** start of Information supplied **

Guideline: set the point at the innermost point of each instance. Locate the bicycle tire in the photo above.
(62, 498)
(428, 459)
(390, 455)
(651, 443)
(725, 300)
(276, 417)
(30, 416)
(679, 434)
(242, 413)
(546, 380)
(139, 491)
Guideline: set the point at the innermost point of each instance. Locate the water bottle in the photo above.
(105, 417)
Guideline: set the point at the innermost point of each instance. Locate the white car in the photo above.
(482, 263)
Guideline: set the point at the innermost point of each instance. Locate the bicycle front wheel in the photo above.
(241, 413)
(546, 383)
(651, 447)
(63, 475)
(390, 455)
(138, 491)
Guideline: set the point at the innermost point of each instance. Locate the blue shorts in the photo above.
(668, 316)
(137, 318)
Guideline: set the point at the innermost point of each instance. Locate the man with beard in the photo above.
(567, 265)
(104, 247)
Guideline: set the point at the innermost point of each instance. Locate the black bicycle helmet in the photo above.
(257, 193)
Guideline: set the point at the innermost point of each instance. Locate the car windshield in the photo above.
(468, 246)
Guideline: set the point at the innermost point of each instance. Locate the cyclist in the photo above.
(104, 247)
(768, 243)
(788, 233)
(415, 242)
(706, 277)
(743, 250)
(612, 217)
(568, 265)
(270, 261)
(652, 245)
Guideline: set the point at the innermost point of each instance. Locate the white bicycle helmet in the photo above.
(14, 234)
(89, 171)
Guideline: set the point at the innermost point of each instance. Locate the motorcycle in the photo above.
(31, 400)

** end of Information supplied **

Write every line of the material above again, exactly.

Guideline: set the point at the innermost point of each instance. Locate the bicycle tire in the photo above.
(62, 498)
(428, 459)
(390, 455)
(651, 443)
(725, 300)
(276, 417)
(30, 416)
(679, 434)
(242, 413)
(546, 380)
(139, 491)
Guideline: set the point at the innermost point of each instance. Locate the water bottle in the photo above.
(105, 417)
Guideline: set the point at the innermost point of each instance. Locate the white car in the photo above.
(482, 263)
Guideline: set the point at the innermost point of each instance. Locate the bicycle front wheel in the photo above.
(241, 413)
(546, 383)
(651, 447)
(63, 475)
(390, 455)
(138, 491)
Guideline: set the point at the innermost point of each instance. Locate the blue shorts in the photo above.
(668, 316)
(137, 318)
Guideline: set the point at the innermost point of each instance. Locate the man with beard in the photo above.
(567, 265)
(104, 247)
Guideline: set the point at the innermost point of each instance. Locate the black bicycle helmet in the photo above.
(257, 193)
Guideline: set the point at the innermost point of each instance. Locate the car windshield in the photo above.
(468, 246)
Guideline: set the point at the innermost point of each instance. Locate the cyclist in the photo above.
(104, 247)
(768, 243)
(788, 233)
(415, 242)
(706, 277)
(743, 250)
(612, 217)
(568, 265)
(270, 261)
(652, 245)
Guideline: set the point at the innermost point of each instance. Locate the white bicycle helmet in the photo above.
(14, 234)
(89, 171)
Guideline: set the point at the innermost point of each instance. Locate the motorcycle in the photo above.
(31, 400)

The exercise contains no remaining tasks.